** start of Provided data **
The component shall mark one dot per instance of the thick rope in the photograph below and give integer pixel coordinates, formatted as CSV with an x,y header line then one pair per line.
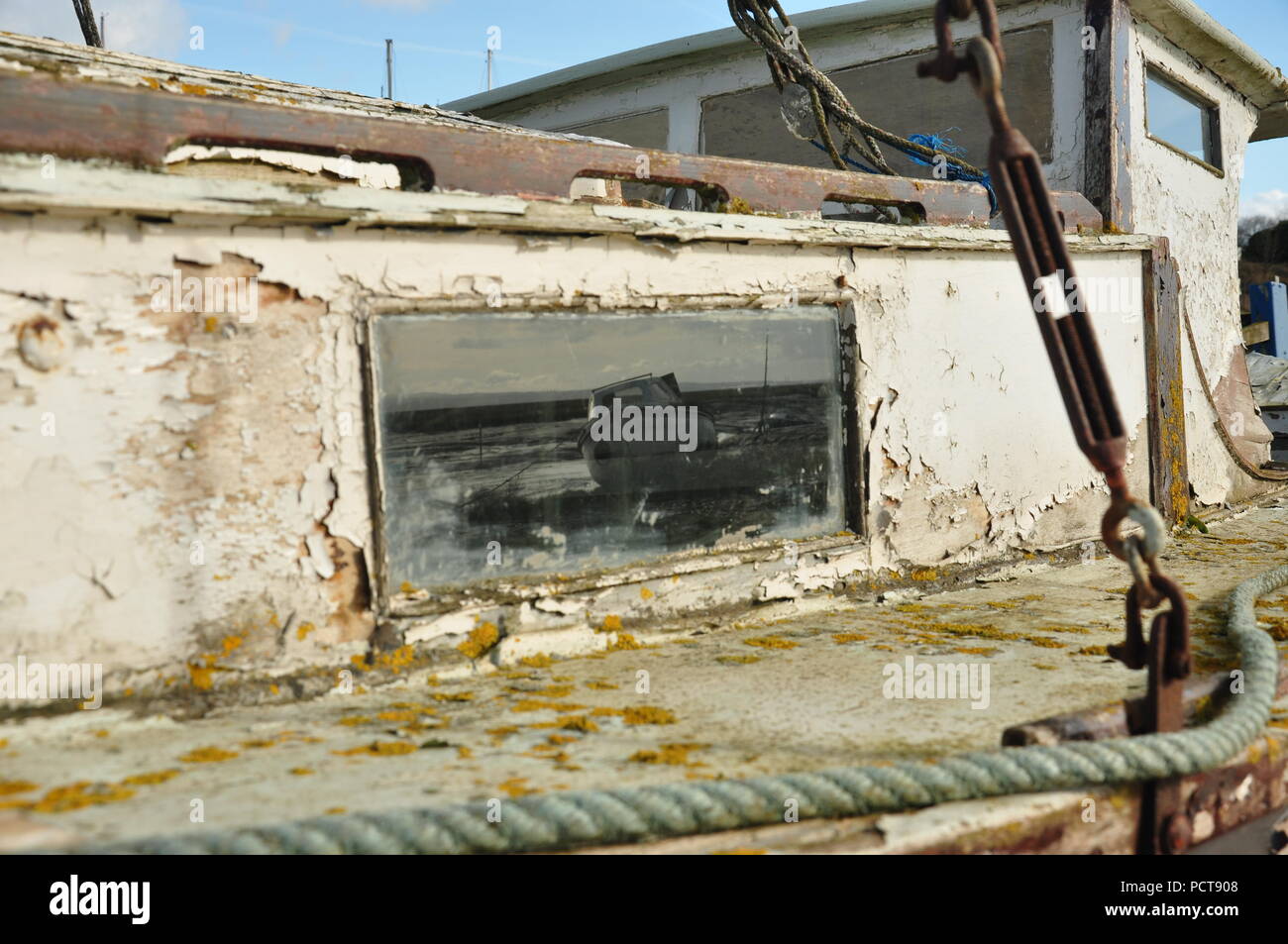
x,y
604,816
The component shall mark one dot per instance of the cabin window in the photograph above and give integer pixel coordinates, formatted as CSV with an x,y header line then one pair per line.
x,y
549,443
1181,119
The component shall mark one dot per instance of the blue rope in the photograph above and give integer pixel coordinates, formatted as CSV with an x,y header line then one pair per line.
x,y
935,143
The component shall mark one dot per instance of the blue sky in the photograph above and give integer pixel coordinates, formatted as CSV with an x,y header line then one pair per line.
x,y
439,44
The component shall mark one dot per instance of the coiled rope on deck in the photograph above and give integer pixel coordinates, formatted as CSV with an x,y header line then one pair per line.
x,y
605,816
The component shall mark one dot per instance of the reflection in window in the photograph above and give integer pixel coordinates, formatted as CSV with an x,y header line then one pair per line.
x,y
550,443
1177,116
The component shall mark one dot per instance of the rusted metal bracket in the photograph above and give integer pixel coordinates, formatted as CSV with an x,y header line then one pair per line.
x,y
1192,809
81,119
1163,829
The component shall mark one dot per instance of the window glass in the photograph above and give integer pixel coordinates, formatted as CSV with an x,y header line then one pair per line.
x,y
1179,117
553,443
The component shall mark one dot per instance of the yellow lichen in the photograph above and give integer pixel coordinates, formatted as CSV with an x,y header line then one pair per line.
x,y
515,787
674,755
539,704
848,636
151,778
648,715
452,695
771,643
207,755
378,749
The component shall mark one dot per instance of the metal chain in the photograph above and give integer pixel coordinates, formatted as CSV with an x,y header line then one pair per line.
x,y
1037,237
790,63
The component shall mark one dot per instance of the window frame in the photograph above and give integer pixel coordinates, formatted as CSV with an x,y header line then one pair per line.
x,y
445,597
1211,115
** end of Provided data **
» Work to be completed
Please convert all the records above into a numbered list, one line per item, leaving out blank lines and the pictures.

» Answer below
1. The component shall mark one dot per instance of the thick rope in the photograph below and give integer pixel coordinates, formatted as CSV with an x,y header line then one pair per line.
2. x,y
3. 604,816
4. The component shall mark one dot per instance of the cabin window in the photograph above and give integer pixel coordinates, formatted as CSV with an x,y header line then one pair per line.
5. x,y
6. 549,443
7. 1181,119
8. The component shall mark one dot per instance of the blue rope in the photograph above and give integer pixel coordinates, formatted as CSV with an x,y header line then one pair per line.
9. x,y
10. 935,143
11. The component shall mark one dot per instance of the blue sky in the photograph above and give integer pixel coordinates, formatted as CSV with an x,y header line then one pair per line.
12. x,y
13. 439,44
14. The component shall mark one dot per instance of the coiled rope on deck in the photograph above and give integer pixel coordinates, formatted as CSV with an x,y header line then one pair per line.
15. x,y
16. 605,816
17. The component shall mark one dot per instance of the reflection in window in the photograph above and give integer pixel coordinates, formatted as CSV with an x,y header line then one pair per line.
18. x,y
19. 550,443
20. 1177,116
21. The component shall mark one dot per instance of the rusted metal bracket in the photograph above and give integer pixel coordinates, formatted as CSV with an x,y header line then one pair per line.
22. x,y
23. 1192,809
24. 81,119
25. 1163,829
26. The component shall mark one dot per instance of the window glass in the photograph above and give integer pixel coordinates, formatted as CSV with an x,y header line then one pair per line.
27. x,y
28. 1179,117
29. 553,443
30. The component shall mark one dot per instance of the yellow lichen in the photograph above and give integer pixel coordinates, formatted as CSV with an x,y header line then one pair per line.
31. x,y
32. 515,787
33. 674,755
34. 539,704
35. 848,636
36. 151,778
37. 648,715
38. 452,695
39. 771,643
40. 207,755
41. 378,749
42. The component shall mark one dot per instance of the metal chain in the photograph above and give integer pixel coordinates, formatted as CSV with an x,y header line then one pair per line.
43. x,y
44. 1037,237
45. 790,63
46. The component shall mark one dot per instance of the window frame in the photograph above and give integer pixel coordinates, formatted as CSV with an x,y header line then one pair per line.
47. x,y
48. 445,597
49. 1211,115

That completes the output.